Each record below is to be reproduced without any change.

INFORMATION GIVEN START

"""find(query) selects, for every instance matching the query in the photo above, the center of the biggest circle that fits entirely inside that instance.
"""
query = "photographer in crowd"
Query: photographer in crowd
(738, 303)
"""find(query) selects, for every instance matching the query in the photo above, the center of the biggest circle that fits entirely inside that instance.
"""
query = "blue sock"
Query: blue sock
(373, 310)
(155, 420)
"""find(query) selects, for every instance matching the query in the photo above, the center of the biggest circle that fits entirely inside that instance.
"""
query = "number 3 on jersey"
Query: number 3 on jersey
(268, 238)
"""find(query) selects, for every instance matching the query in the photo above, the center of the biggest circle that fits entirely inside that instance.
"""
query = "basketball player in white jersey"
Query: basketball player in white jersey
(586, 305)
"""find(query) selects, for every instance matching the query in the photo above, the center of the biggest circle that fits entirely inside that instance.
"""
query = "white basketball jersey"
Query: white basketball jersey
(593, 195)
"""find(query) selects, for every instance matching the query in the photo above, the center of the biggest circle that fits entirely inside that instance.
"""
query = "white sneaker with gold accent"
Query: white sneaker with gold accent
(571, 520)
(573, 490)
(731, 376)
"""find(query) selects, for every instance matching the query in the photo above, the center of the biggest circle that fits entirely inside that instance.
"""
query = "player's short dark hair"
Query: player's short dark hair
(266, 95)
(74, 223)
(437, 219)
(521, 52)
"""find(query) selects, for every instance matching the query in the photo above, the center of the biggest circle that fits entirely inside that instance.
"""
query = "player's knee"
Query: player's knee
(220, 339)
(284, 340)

INFORMATION GIVEN END

▸ RESPONSE AREA
"""find(query) selects, for every instance matching the query in the photo above, the center of the biggest circle that fits entirely inside that instance.
"""
query = "photographer in crowd"
Query: photographer in crowd
(738, 303)
"""find(query) selects, for every instance matching the query in the photo above, the center of the biggest circle that fits entirely inside that instance.
"""
query = "blue sock"
Query: blue sock
(373, 310)
(155, 420)
"""find(query) selects, for every instance matching the query in the photo above, the center of the biggest circle that fits entirely inside that instance.
"""
query = "number 3 on jersey"
Query: number 3 on jersey
(268, 238)
"""find(query) selects, for every instance matching the query in the photo above, the center of the biggest circle that fits entirely inside that instance.
"""
query = "basketball player in white jersey"
Query: basketball player in white jersey
(586, 305)
"""find(query) selects, for every instance matching the query in the photo above, the center of the biggest circle that fits entirely inside that instance.
"""
query = "white basketball jersey"
Query: white basketball jersey
(593, 195)
"""find(query) selects, for every instance matching the query in the photo above, the center of the biggest circle that fits entirely inside that instance.
"""
query = "white sneaker with gold accent"
Query: white sneaker with gold accent
(571, 520)
(573, 490)
(731, 376)
"""find(query) selects, for every instance matching the query in the photo above, the center of the biggest circle that fits entirely inside that instance.
"""
query = "player's short dark hair"
Query: player's short dark hair
(266, 95)
(74, 223)
(437, 219)
(521, 52)
"""find(query) selects, for every instance matching the query in the photo above, the center of the biggest circle that fits entirely inside that instance.
"""
query = "player's knee"
Query: player's knee
(220, 339)
(284, 340)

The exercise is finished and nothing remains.